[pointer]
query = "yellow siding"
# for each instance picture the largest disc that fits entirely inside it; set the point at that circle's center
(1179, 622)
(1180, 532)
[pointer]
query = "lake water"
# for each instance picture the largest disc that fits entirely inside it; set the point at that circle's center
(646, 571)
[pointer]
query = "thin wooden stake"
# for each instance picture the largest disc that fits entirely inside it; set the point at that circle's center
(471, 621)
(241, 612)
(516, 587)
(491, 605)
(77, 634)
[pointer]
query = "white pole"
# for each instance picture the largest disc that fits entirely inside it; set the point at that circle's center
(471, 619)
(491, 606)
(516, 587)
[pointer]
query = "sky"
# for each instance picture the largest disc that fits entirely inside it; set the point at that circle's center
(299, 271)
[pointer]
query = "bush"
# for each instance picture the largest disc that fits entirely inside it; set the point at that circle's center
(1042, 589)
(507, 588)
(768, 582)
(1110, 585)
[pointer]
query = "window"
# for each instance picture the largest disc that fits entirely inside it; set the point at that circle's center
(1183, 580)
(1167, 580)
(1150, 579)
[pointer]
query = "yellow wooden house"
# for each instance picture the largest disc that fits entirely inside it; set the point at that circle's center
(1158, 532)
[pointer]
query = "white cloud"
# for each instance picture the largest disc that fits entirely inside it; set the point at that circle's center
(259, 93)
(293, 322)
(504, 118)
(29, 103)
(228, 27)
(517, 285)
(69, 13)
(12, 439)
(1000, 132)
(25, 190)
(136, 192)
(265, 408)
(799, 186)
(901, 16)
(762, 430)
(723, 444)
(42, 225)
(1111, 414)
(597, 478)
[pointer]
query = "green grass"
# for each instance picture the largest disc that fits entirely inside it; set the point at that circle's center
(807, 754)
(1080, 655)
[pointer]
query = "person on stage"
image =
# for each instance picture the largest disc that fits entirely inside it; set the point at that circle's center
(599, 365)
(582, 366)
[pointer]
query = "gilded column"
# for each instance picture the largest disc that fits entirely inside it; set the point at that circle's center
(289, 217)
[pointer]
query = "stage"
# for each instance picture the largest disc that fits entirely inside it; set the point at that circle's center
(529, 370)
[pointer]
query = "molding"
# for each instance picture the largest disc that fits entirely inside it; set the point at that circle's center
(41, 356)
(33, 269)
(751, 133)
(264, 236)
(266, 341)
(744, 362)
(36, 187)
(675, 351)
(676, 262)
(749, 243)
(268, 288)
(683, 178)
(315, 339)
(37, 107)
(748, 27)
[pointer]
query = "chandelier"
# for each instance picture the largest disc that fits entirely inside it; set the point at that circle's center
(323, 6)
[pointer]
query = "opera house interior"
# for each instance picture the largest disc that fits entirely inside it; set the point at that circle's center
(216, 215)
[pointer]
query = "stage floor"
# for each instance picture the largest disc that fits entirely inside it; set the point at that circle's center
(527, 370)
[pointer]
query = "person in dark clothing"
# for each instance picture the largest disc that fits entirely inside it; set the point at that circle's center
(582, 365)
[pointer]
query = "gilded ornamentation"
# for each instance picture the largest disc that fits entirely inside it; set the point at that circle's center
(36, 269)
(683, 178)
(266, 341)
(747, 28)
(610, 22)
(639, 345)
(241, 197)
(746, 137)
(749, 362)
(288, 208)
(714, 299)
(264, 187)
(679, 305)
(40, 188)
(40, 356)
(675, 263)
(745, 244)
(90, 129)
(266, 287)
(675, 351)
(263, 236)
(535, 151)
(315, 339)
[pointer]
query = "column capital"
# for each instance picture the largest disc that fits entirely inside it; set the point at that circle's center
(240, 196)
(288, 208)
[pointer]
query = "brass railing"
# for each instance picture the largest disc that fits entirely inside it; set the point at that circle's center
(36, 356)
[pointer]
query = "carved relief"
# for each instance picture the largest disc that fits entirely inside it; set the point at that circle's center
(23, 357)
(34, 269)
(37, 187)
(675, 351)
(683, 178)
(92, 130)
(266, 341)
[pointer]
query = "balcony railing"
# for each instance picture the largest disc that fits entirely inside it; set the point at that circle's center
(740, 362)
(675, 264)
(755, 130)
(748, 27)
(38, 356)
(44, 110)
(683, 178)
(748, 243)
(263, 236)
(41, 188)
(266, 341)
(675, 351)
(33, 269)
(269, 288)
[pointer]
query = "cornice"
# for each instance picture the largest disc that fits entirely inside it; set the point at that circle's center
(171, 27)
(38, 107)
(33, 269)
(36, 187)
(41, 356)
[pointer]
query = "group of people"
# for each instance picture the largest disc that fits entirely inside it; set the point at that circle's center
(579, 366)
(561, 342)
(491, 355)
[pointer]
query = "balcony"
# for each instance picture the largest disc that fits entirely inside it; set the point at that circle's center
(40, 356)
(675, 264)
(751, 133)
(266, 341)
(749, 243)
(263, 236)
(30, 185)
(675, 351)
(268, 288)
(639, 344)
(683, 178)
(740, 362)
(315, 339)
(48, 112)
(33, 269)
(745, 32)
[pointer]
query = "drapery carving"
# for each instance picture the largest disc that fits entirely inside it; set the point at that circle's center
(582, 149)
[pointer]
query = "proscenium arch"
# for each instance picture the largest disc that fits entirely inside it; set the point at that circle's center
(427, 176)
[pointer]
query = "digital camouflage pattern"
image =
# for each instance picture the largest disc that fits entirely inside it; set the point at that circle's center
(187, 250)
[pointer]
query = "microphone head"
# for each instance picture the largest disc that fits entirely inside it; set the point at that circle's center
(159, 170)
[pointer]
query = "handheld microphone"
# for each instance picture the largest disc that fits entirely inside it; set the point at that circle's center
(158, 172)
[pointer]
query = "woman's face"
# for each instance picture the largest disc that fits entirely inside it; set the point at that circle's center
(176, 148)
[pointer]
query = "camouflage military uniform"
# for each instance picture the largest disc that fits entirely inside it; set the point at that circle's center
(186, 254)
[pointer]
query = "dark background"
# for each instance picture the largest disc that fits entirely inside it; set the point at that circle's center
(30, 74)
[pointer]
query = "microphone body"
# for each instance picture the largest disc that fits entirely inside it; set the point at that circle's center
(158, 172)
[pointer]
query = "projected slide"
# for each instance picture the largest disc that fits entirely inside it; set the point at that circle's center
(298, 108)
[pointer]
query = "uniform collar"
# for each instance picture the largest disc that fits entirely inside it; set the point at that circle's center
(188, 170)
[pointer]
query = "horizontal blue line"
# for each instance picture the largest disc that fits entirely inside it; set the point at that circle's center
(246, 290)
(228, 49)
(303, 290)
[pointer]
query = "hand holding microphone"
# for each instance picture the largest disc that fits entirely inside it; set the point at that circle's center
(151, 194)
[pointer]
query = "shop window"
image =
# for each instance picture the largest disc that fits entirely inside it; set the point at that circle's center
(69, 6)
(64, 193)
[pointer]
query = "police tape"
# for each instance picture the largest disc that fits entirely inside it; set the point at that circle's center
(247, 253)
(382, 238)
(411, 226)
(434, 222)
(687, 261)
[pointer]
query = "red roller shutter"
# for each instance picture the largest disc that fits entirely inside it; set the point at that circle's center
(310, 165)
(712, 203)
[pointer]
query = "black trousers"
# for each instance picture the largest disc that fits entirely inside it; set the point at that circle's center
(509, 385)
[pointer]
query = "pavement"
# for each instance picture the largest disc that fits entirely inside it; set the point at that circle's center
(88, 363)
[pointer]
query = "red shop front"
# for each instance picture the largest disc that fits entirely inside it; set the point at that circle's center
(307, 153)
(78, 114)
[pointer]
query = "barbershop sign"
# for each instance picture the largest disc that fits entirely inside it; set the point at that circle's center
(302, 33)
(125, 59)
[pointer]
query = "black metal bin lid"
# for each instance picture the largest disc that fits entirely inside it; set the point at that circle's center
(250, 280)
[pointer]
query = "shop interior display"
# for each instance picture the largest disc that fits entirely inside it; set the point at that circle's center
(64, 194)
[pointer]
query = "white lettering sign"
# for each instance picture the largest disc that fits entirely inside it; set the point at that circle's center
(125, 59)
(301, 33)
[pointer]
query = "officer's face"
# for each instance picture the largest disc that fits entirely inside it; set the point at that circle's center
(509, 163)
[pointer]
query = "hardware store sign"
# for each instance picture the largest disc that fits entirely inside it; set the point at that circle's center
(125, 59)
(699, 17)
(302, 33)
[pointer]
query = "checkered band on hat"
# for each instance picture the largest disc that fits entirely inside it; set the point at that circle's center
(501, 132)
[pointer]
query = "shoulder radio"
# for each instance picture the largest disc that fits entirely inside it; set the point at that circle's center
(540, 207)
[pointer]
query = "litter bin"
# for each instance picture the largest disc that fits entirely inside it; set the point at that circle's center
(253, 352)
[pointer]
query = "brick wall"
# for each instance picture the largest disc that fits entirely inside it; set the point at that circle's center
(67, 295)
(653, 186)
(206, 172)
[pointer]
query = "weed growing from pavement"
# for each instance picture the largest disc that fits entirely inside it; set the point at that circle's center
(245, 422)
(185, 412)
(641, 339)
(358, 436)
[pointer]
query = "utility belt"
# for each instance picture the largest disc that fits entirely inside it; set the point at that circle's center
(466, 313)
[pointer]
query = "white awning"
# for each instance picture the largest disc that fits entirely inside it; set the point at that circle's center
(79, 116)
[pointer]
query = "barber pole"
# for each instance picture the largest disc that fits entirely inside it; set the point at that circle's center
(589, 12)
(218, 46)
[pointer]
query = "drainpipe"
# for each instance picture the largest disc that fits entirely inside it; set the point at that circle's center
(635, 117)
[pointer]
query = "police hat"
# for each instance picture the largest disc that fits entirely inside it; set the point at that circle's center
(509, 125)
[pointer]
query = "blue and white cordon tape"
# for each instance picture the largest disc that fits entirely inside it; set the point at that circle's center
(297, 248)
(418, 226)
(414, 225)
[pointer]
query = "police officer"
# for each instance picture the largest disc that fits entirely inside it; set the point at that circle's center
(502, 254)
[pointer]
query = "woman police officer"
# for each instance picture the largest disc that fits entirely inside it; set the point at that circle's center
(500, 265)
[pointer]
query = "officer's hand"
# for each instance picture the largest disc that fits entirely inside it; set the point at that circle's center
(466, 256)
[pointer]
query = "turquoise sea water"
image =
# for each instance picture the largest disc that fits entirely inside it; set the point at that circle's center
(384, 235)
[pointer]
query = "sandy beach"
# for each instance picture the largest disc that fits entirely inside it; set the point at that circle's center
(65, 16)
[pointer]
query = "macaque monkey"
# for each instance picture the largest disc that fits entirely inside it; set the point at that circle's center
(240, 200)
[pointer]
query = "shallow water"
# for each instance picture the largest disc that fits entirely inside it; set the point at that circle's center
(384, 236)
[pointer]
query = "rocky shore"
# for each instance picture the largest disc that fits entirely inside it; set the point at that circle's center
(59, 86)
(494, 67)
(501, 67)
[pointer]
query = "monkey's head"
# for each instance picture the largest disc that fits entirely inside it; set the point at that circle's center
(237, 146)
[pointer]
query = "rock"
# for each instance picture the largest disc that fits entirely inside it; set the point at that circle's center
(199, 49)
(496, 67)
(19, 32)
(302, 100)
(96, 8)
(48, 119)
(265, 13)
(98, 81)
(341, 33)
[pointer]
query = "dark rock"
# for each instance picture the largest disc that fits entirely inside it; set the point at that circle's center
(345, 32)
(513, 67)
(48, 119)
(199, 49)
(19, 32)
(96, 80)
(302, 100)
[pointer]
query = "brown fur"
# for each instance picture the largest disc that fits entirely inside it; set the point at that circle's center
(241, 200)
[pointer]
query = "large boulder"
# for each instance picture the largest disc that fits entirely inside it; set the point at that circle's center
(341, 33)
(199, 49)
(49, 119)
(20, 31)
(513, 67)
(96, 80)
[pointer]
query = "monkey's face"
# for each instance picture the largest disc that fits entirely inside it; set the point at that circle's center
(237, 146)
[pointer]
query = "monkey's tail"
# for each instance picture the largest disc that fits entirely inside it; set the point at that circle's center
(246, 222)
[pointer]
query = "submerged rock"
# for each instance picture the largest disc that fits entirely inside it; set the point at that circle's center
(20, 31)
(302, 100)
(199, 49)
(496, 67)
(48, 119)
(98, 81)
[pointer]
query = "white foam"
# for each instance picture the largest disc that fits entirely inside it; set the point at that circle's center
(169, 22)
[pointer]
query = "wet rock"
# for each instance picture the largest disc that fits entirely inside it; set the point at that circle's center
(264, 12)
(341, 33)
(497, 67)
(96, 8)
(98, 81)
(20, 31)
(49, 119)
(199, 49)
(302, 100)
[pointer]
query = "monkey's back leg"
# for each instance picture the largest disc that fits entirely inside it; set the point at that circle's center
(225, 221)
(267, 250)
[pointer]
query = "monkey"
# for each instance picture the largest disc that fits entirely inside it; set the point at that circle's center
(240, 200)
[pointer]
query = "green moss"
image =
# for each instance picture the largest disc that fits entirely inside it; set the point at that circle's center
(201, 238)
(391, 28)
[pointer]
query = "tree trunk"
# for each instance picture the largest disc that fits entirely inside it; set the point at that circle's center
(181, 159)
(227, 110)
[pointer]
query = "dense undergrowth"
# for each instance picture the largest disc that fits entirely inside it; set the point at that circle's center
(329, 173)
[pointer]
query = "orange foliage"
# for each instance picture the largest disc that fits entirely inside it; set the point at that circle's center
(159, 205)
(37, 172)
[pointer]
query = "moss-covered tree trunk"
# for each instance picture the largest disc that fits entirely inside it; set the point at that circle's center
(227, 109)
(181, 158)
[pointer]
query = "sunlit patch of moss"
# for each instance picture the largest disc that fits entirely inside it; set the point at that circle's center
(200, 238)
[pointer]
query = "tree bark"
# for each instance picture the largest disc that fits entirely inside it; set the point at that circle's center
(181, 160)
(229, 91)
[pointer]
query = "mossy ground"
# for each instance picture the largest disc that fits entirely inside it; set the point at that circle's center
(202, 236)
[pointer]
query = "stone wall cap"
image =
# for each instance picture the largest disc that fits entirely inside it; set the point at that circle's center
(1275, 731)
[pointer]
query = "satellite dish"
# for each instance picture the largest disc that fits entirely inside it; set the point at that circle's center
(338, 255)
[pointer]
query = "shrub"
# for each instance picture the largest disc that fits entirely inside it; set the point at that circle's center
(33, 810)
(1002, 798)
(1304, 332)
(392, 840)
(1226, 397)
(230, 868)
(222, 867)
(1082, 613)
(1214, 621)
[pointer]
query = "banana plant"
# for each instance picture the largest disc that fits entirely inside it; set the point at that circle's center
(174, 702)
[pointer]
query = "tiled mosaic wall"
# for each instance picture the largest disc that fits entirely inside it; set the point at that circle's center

◆ ◆ ◆ ◆ ◆ ◆ ◆

> **Given task**: Pull out every line of the material above that contains the word "police", and list them in the order they appear.

> **Answer**:
query = "police tape"
query = "police hat"
query = "police officer"
query = "woman police officer"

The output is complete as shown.